#### Extracted information ####

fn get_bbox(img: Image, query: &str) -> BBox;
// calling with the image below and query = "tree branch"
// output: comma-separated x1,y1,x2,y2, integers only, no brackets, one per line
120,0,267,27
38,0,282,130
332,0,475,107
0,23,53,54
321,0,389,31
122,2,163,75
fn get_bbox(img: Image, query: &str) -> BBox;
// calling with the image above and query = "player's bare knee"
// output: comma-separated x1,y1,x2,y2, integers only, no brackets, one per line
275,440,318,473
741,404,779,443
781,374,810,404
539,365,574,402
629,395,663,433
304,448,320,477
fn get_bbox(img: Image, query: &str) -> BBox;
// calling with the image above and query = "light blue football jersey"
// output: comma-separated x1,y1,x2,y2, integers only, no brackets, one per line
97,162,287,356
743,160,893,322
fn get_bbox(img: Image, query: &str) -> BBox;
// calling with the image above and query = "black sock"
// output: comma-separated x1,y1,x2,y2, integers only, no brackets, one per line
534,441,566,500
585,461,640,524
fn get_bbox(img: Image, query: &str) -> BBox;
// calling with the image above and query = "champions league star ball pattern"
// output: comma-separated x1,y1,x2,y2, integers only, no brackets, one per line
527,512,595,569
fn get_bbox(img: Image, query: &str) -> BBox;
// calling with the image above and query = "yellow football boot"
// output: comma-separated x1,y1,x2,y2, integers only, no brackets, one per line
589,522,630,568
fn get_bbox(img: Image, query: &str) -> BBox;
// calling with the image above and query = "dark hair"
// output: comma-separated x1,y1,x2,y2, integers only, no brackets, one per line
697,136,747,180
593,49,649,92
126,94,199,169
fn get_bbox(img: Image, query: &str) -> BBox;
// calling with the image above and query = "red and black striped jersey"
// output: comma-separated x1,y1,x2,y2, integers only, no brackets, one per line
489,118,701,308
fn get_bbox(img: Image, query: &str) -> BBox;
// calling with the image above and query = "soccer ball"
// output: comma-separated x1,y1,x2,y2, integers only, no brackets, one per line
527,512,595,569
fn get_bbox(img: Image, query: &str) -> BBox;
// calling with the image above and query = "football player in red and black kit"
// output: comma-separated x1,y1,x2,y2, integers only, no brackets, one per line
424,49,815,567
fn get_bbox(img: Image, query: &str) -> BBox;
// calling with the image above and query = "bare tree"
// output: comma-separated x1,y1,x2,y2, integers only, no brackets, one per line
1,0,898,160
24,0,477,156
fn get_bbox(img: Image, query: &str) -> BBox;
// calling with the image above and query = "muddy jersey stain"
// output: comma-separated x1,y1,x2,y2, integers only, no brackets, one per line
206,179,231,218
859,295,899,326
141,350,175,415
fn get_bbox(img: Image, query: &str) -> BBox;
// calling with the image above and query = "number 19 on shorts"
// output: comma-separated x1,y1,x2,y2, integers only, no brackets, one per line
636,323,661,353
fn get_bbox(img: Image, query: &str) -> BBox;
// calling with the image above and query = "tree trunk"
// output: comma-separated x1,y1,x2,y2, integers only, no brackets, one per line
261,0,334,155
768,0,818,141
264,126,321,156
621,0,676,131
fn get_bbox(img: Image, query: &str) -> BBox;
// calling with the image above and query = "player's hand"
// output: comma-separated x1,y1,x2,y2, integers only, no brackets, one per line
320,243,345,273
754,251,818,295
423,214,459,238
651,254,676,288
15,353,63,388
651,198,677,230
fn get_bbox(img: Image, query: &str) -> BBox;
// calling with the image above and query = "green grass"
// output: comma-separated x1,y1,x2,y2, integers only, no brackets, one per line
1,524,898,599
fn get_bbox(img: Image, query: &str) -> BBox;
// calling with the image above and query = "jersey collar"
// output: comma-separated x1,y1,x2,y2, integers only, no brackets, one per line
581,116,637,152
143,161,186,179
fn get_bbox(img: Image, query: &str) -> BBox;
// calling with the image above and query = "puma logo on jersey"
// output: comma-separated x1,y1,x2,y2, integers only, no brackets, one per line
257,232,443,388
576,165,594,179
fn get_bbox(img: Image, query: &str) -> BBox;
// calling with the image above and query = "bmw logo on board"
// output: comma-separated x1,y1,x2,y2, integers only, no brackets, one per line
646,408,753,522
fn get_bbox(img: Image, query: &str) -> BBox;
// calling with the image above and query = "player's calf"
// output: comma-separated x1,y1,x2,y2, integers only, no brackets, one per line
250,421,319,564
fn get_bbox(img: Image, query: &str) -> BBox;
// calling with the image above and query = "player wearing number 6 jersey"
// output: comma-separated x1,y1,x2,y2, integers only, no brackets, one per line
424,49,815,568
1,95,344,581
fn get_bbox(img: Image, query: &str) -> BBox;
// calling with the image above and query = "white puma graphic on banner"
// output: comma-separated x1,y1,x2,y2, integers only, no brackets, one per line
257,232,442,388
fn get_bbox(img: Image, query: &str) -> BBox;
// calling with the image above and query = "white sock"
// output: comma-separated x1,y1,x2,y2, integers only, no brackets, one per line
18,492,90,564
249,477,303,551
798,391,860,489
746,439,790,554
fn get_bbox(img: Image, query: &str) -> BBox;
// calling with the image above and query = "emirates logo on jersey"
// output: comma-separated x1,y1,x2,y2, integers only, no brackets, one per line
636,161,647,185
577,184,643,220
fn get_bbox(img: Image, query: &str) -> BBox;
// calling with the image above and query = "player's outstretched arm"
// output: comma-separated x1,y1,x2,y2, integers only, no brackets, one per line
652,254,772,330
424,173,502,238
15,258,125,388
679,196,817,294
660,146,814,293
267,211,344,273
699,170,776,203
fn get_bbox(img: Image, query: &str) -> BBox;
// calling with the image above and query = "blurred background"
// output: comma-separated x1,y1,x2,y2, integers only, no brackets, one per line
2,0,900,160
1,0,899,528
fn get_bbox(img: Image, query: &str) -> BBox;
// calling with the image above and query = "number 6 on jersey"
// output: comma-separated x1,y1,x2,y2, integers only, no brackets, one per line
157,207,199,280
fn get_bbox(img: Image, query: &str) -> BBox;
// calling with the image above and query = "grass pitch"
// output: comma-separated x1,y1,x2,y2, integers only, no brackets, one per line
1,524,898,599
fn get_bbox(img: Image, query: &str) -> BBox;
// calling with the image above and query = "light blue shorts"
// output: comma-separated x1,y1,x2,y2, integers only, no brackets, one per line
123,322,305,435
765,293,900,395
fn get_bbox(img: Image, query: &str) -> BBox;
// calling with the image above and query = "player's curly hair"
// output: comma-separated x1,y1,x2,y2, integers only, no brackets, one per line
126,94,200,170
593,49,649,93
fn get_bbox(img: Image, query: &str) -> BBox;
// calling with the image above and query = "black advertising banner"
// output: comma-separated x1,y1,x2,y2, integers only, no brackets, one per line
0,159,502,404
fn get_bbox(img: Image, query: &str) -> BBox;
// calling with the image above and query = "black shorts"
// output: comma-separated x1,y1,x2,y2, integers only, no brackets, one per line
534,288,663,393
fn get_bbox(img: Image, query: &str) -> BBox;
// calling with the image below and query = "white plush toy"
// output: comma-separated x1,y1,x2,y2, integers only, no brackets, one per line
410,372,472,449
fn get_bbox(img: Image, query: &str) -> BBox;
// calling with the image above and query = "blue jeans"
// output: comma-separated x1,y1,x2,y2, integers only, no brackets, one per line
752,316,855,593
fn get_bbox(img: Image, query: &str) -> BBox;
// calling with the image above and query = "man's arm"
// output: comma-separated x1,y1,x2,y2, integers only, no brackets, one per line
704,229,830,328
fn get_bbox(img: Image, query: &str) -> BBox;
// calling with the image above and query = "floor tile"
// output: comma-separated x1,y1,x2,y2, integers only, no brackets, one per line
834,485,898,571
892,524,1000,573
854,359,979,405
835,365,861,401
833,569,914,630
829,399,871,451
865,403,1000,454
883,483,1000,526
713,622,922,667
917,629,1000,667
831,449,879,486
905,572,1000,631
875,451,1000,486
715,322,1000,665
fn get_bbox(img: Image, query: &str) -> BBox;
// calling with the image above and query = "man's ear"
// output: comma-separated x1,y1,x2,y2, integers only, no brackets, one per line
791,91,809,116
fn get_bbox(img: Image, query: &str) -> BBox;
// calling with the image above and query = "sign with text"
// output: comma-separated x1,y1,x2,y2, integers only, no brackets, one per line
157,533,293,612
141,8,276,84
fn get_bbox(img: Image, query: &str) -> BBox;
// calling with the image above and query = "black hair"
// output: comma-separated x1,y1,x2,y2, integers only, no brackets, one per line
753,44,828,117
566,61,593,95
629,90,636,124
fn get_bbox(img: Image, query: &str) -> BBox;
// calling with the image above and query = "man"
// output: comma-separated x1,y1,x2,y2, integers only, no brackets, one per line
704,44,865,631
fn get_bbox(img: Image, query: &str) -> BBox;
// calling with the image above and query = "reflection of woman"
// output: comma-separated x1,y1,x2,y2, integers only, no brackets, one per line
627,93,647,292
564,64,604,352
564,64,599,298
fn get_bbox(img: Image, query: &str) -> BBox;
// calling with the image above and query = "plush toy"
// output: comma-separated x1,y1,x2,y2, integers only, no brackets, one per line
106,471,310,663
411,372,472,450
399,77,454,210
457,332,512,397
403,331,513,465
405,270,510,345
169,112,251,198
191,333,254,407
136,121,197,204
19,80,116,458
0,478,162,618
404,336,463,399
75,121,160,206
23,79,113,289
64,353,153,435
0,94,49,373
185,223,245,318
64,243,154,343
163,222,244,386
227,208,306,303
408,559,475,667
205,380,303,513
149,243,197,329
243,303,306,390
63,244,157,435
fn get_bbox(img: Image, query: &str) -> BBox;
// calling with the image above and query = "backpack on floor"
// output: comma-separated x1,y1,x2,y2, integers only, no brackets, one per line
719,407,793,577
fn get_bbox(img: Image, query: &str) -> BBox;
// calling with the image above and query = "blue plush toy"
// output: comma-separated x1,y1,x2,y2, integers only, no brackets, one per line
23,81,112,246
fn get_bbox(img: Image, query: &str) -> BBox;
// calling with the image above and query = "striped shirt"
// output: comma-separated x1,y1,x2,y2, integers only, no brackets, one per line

####

> About this task
Would you please return every line in the listing where "white" shows up?

> Written answer
// calling with the image above and query = "white puma graphic on banner"
// calling with the image above and query = "white sock"
// calling with the image below and query = "white plush toy"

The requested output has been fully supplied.